(Given request):
Render all of the material below as a numbered list, one line per item, and leave out any blank lines.

START Provided records

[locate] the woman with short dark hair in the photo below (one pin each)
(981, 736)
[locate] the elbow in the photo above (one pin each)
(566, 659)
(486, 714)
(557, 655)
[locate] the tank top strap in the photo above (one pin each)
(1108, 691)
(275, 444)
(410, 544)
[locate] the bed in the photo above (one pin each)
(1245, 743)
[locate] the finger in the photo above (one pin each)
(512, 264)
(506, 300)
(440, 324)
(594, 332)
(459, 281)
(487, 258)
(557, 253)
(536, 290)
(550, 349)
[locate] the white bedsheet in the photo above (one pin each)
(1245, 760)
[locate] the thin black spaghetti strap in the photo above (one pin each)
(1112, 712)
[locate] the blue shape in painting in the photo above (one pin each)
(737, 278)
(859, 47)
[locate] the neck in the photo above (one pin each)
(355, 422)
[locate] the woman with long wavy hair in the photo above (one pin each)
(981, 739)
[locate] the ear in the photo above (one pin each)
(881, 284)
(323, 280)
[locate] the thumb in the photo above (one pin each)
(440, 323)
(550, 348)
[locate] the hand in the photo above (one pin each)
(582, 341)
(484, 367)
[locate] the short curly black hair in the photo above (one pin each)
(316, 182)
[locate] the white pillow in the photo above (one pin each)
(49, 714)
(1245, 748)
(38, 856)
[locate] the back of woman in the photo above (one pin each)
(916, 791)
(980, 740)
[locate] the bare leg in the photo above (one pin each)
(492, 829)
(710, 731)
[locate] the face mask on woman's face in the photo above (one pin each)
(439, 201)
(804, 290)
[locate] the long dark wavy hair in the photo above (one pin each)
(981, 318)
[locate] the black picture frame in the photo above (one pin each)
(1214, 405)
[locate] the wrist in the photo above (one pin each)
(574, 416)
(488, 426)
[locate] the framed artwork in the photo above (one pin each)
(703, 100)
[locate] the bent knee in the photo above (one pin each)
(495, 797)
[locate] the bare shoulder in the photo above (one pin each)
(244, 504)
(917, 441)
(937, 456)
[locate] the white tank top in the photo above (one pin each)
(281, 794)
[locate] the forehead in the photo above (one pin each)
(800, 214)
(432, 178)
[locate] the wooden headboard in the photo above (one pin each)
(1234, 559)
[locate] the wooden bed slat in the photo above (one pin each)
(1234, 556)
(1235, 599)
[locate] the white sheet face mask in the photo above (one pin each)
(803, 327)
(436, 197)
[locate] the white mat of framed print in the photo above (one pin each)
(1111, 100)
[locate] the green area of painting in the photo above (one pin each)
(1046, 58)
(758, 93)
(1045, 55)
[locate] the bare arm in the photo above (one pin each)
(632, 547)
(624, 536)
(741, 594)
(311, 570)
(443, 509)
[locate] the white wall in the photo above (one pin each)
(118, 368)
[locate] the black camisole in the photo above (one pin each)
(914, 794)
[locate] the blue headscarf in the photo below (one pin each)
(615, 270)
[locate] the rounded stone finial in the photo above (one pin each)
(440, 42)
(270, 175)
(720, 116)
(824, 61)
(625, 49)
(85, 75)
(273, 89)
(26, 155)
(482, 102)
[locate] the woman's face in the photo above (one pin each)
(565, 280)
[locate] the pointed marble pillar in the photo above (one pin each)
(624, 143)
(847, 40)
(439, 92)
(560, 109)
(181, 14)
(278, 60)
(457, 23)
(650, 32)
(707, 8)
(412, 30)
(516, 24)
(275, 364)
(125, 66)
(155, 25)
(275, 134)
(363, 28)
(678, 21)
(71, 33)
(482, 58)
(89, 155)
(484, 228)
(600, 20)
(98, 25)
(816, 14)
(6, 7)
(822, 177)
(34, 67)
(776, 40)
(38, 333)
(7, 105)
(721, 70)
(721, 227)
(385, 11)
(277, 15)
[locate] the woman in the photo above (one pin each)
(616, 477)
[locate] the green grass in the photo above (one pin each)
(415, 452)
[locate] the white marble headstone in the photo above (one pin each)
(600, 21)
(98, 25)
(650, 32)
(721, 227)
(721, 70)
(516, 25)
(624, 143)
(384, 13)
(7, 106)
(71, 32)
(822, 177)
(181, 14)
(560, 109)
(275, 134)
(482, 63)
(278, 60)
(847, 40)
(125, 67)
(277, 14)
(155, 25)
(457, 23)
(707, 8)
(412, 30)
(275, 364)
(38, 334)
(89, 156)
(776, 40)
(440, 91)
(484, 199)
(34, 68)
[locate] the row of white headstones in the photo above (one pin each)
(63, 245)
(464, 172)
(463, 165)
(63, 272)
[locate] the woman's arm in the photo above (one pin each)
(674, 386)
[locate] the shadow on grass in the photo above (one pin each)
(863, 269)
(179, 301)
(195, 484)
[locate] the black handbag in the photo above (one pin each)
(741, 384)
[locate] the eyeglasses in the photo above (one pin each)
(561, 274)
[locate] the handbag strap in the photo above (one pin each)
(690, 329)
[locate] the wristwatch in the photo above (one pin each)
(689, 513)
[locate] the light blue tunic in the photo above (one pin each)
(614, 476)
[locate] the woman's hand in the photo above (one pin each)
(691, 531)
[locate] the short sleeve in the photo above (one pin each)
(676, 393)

END Provided records

(Response to the exercise):
1. [locate] the woman with short dark hair in the photo below (one pin each)
2. (981, 736)
3. [locate] the elbow in the photo above (one pin each)
4. (566, 659)
5. (486, 714)
6. (557, 655)
7. [locate] the tank top strap in the photo above (one pin each)
8. (1108, 691)
9. (275, 444)
10. (410, 544)
11. [locate] the bed in the photo above (one pin each)
12. (1245, 743)
13. [locate] the finger in the photo above (one pin each)
14. (512, 264)
15. (506, 300)
16. (440, 324)
17. (594, 332)
18. (459, 281)
19. (487, 258)
20. (557, 253)
21. (536, 290)
22. (550, 349)
23. [locate] the white bedsheet in the photo above (one pin each)
24. (1245, 760)
25. [locate] the thin black spaghetti strap in the photo above (one pin each)
26. (1112, 712)
27. [locate] the blue shape in painting in the photo above (one pin each)
28. (737, 278)
29. (859, 47)
30. [locate] the neck in the photo above (one pin each)
31. (355, 422)
32. [locate] the woman with long wavy hair in the photo above (one pin each)
33. (981, 739)
34. [locate] the ear in the photo above (one pin each)
35. (881, 284)
36. (323, 280)
37. [locate] the thumb in the photo above (one pin each)
38. (440, 323)
39. (550, 348)
40. [locate] the hand in the photo above (one pin each)
41. (582, 341)
42. (484, 367)
43. [locate] the short curly black hair in the photo above (one pin each)
44. (316, 182)
45. [locate] the white pillow in the photo above (one pin each)
46. (49, 714)
47. (1245, 748)
48. (38, 856)
49. [locate] the back of woman in the photo above (one pin each)
50. (916, 791)
51. (980, 740)
52. [locate] the bare leg in the photo above (one pin each)
53. (492, 829)
54. (710, 731)
55. [locate] the face mask on woman's face in the photo above (one pin each)
56. (439, 201)
57. (804, 290)
58. [locate] the long dark wavy hair in the photo above (one pin each)
59. (981, 318)
60. [locate] the black picture frame in the photo above (one pin each)
61. (1214, 405)
62. [locate] the wrist in the photo above (one pin each)
63. (574, 416)
64. (488, 426)
65. [locate] the framed artwork in the photo above (one pin each)
66. (703, 100)
67. [locate] the bent knee in the photo above (one pin each)
68. (495, 797)
69. [locate] the bare shoulder in the photo above (one pin each)
70. (244, 504)
71. (917, 441)
72. (937, 456)
73. [locate] the white tank top in the photo above (one pin each)
74. (281, 794)
75. [locate] the forehead in the photo above (one pin each)
76. (800, 214)
77. (432, 178)
78. [locate] the wooden headboard in the photo above (one pin each)
79. (1234, 559)
80. [locate] the wooden bed slat in the photo above (one pin each)
81. (1234, 556)
82. (1235, 599)
83. [locate] the white sheet face mask in the photo above (one pin each)
84. (803, 327)
85. (436, 197)
86. [locate] the white mat of framed print in the photo above (one pin each)
87. (1111, 100)
88. [locate] the green area of painting in the photo above (one pin each)
89. (1046, 58)
90. (758, 93)
91. (1045, 55)
92. [locate] the bare arm in the photo above (one pin each)
93. (632, 547)
94. (624, 536)
95. (741, 594)
96. (311, 570)
97. (443, 509)
98. [locate] the white wall in the photo above (one pin each)
99. (118, 368)
100. [locate] the black camisole in the photo above (one pin each)
101. (914, 794)
102. [locate] the blue headscarf in the photo below (one pin each)
103. (615, 270)
104. [locate] the rounded stone finial in the photo above (one pin each)
105. (440, 42)
106. (270, 175)
107. (720, 116)
108. (824, 61)
109. (625, 49)
110. (85, 75)
111. (273, 89)
112. (26, 155)
113. (482, 102)
114. [locate] the woman's face in the photo above (one pin each)
115. (565, 280)
116. [locate] the pointed marble pillar in the photo above (one pin each)
117. (624, 143)
118. (847, 40)
119. (439, 92)
120. (560, 109)
121. (181, 14)
122. (278, 60)
123. (457, 23)
124. (650, 32)
125. (707, 8)
126. (412, 30)
127. (516, 24)
128. (275, 364)
129. (125, 66)
130. (155, 25)
131. (275, 134)
132. (363, 28)
133. (678, 21)
134. (71, 33)
135. (482, 58)
136. (89, 155)
137. (484, 228)
138. (600, 20)
139. (98, 25)
140. (816, 14)
141. (6, 7)
142. (822, 177)
143. (34, 67)
144. (776, 40)
145. (38, 333)
146. (7, 105)
147. (721, 70)
148. (721, 227)
149. (385, 11)
150. (277, 15)
151. [locate] the woman in the photo above (one pin each)
152. (616, 477)
153. [locate] the green grass in the photo above (one pin each)
154. (415, 452)
155. [locate] the white marble headstone in the photo above (one pin each)
156. (600, 21)
157. (98, 25)
158. (650, 32)
159. (721, 227)
160. (721, 70)
161. (516, 25)
162. (624, 143)
163. (384, 13)
164. (7, 106)
165. (71, 32)
166. (822, 177)
167. (181, 14)
168. (560, 109)
169. (275, 134)
170. (482, 63)
171. (278, 60)
172. (847, 40)
173. (125, 67)
174. (277, 14)
175. (155, 25)
176. (457, 23)
177. (707, 8)
178. (412, 30)
179. (275, 364)
180. (38, 334)
181. (89, 156)
182. (776, 40)
183. (440, 91)
184. (484, 199)
185. (34, 68)
186. [locate] the row of white headstones in the photo above (one pin each)
187. (63, 245)
188. (464, 172)
189. (463, 165)
190. (63, 272)
191. [locate] the woman's arm in the photo above (one pin each)
192. (674, 386)
193. [locate] the shadow on grass in the photo above (one pin each)
194. (863, 269)
195. (179, 301)
196. (195, 484)
197. [locate] the black handbag in the photo above (one pin each)
198. (741, 384)
199. [locate] the eyeglasses in the photo above (one pin each)
200. (561, 274)
201. [locate] the handbag strap in the photo above (one pin each)
202. (690, 329)
203. [locate] the wristwatch in the photo above (one pin each)
204. (689, 513)
205. [locate] the light blue tunic in the photo above (one pin each)
206. (614, 476)
207. [locate] the woman's hand in the photo above (one pin each)
208. (691, 531)
209. [locate] the short sleeve in the photo above (one pin each)
210. (676, 393)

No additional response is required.